STATED PROBLEM 1: From the forum thread, extract the passage between "## spike69 (Sep" and "(Jul 2, 2016)", inclusive, and reproduce it without alteration.
· · ·
Don't do 16 hours per day. It is a major overload on your body, brain and soul.


----------



## ubernyc (Aug 15, 2014)

I worked for a base


----------



## Nycx (Feb 28, 2016)

I was a Bus driver


----------



## Nejix (Dec 14, 2016)

Yellow cab


----------



## hipkat75 (Dec 21, 2016)

I did ems


----------



## spike69 (Sep 3, 2016)

It's good this is one of ur first jobs starting at bottom can only go up . If u ever had a job with benefits, vacations , 401k and get promotions . Then lost that to drive uber full time ur really thinking suicide. Driving uber had to make choice pay child support or rent can't afford both almost 50 years old moved in with parents


----------



## Missy N NYC (Jul 2, 2016)

Accounts payable through temp agency no benefits... nothing to lose by driving


----------



## Kevin7889 (Dec 10, 2015)

Shoprite and other supermarkets


----------



## Guap06 (Apr 19, 2016)

Livery cab driver


----------



## edi vargas (Oct 28, 2016)

I still have my fulltime job at time warner/spectrum..i do this for extra cash/fun lol


----------



## Daniel1990 (Dec 19, 2016)

wtf this OP has isis guy on avatar


----------



## Thenickog (Oct 1, 2016)
· · ·
STATED PROBLEM 2: Gather every line of the records that contains the string "antler", and copy each line verbatim.
· · ·
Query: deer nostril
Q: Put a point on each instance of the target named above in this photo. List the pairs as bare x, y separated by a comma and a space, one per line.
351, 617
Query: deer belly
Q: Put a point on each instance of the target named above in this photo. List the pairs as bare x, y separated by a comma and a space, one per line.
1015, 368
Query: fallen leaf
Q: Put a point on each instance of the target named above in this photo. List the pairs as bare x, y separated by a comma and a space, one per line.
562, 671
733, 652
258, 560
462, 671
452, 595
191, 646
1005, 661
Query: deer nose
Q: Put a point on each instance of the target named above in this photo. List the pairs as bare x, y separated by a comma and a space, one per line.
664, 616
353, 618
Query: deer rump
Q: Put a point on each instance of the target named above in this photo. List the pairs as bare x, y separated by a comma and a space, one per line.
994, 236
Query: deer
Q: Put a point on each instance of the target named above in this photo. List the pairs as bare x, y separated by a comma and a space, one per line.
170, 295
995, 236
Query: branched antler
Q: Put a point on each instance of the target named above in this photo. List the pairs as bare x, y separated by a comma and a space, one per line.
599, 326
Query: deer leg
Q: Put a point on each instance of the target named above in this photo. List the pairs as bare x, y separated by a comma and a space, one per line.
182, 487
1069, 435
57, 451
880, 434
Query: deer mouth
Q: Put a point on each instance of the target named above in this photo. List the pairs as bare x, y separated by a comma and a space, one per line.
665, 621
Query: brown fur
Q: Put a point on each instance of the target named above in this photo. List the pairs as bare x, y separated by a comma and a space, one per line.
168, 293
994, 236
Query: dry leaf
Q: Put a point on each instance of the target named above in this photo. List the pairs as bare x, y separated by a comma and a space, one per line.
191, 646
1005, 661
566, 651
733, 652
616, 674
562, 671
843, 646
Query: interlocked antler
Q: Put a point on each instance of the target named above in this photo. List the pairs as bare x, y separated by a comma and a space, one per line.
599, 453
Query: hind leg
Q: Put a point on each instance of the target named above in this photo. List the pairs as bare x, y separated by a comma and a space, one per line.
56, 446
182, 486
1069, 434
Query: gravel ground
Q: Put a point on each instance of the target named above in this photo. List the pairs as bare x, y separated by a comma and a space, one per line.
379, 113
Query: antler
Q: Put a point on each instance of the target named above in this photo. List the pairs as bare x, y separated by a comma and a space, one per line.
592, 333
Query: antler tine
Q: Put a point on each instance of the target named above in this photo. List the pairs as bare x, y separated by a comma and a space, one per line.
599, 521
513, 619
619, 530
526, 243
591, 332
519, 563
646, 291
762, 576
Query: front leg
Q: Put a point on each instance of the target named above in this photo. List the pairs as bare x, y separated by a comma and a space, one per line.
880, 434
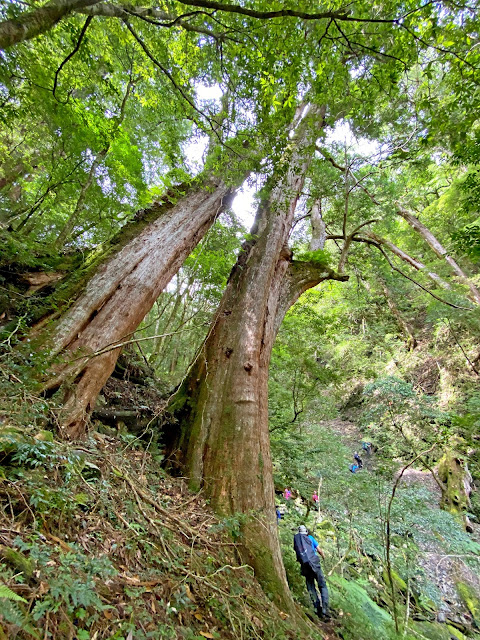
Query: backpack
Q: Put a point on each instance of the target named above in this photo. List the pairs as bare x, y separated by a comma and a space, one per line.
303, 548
· · ·
FULL OUTPUT 1:
## spike69 (Sep 3, 2016)

It's good this is one of ur first jobs starting at bottom can only go up . If u ever had a job with benefits, vacations , 401k and get promotions . Then lost that to drive uber full time ur really thinking suicide. Driving uber had to make choice pay child support or rent can't afford both almost 50 years old moved in with parents


----------



## Missy N NYC (Jul 2, 2016)

FULL OUTPUT 2:
Query: branched antler
Query: interlocked antler
Query: antler
Query: antler tine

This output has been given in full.